_ABOUT THIS TASK:_ Starting at the line below holding "Exercise. Point out the conifer" and stopping at the line holding "Exercise. Point out the tree line", print every line exactly, both ends included, and leave the rest out.

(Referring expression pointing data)
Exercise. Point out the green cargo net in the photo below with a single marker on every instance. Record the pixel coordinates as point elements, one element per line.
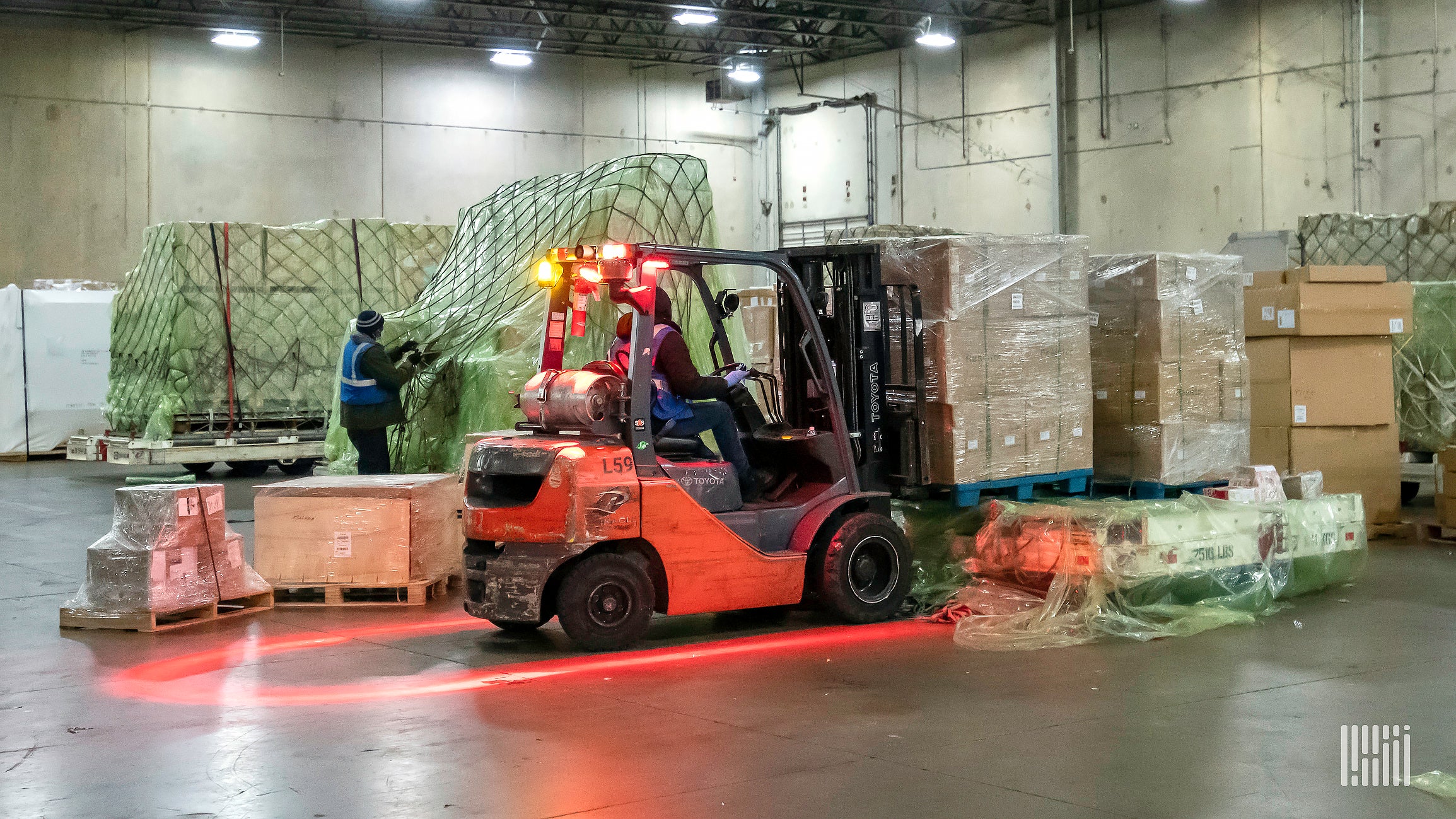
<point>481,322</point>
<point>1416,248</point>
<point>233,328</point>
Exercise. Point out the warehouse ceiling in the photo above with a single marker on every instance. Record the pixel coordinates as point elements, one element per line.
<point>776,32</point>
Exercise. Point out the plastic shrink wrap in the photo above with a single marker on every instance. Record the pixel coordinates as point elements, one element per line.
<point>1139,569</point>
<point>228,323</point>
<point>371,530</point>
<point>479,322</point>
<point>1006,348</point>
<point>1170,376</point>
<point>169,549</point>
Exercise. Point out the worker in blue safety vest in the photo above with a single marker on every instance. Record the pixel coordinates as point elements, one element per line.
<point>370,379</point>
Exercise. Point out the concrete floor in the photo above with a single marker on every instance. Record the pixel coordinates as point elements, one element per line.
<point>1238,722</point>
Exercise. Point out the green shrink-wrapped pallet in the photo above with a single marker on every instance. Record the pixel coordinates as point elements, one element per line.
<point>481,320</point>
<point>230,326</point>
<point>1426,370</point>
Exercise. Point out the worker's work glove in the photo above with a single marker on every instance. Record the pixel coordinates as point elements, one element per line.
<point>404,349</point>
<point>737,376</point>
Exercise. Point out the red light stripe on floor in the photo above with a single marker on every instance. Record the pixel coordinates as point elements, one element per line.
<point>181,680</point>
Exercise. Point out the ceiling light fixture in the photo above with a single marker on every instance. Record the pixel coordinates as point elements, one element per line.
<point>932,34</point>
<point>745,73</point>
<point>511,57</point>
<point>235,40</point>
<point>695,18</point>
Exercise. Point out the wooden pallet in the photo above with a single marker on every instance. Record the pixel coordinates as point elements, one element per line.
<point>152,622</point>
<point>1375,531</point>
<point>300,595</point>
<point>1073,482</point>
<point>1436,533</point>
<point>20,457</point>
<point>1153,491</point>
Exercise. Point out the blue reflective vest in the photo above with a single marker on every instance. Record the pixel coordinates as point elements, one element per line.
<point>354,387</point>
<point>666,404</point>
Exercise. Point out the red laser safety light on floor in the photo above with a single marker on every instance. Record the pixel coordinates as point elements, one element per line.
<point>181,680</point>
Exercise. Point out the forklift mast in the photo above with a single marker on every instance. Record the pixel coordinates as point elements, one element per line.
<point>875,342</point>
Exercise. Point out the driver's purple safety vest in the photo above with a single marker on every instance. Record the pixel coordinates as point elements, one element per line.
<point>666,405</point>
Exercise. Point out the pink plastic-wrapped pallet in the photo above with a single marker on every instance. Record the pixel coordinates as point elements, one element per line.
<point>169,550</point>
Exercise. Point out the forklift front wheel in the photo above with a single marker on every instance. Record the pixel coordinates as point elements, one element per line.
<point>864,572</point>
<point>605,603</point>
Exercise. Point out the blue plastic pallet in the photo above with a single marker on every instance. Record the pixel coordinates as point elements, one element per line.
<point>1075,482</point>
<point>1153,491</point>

* * *

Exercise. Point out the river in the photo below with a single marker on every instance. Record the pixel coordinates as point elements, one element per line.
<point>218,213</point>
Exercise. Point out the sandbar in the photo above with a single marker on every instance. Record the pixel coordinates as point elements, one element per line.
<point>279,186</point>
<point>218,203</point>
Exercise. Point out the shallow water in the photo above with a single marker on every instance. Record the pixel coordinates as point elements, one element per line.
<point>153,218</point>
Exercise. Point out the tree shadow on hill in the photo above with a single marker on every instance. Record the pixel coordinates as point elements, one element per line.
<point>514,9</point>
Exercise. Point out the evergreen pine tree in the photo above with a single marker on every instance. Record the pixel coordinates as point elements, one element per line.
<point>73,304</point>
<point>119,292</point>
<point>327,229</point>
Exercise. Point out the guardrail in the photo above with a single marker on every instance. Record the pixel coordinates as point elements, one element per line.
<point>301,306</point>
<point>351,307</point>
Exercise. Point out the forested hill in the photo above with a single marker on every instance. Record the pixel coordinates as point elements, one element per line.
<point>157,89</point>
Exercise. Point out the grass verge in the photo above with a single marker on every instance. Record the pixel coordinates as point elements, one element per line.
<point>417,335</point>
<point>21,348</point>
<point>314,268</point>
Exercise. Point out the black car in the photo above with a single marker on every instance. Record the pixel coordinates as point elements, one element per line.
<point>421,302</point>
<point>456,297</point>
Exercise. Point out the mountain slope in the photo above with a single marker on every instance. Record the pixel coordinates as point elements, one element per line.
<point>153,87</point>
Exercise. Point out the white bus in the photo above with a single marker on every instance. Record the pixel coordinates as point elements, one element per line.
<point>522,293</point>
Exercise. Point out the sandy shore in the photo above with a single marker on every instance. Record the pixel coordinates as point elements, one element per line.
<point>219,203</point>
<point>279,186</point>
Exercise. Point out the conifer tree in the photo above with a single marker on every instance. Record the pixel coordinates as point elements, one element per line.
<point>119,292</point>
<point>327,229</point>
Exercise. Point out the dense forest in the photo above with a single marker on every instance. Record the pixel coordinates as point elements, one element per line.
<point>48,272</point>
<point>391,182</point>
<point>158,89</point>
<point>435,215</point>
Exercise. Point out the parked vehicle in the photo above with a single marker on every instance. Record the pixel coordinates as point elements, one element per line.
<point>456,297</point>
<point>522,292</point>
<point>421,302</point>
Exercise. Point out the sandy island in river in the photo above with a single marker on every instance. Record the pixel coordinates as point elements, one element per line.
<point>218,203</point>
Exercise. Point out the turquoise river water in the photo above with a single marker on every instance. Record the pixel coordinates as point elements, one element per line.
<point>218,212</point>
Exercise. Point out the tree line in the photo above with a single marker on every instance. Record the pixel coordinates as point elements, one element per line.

_RESULT OF THIS EXERCISE:_
Exercise. Point out the conifer tree in the photo above with a single marker on every instance. Record the pixel coordinates as point elements, one element per line.
<point>119,292</point>
<point>327,229</point>
Exercise. Point out the dense forest in the photo above with a single marker on every instance. Record the pixel coordinates as point elements, one element per line.
<point>48,272</point>
<point>391,182</point>
<point>158,89</point>
<point>435,215</point>
Exercise. Point out the parked vehicle in the photo above with a single marker on every instance. Record the pixel coordinates as point elements, one element per line.
<point>456,297</point>
<point>522,292</point>
<point>421,302</point>
Exercise. Point out the sandy island in river in the photo above with a single marker on every instance. Record the pixel coordinates as point elements, one element per line.
<point>218,203</point>
Exercise. Point out the turquoise river water in the photo above with a single marker on every instance. Record the pixel coordinates as point elements, one element per line.
<point>218,212</point>
Exercise. Point out the tree line in the photo above with a single marker on every instance. Record the pixel coordinates as point elements, one element per line.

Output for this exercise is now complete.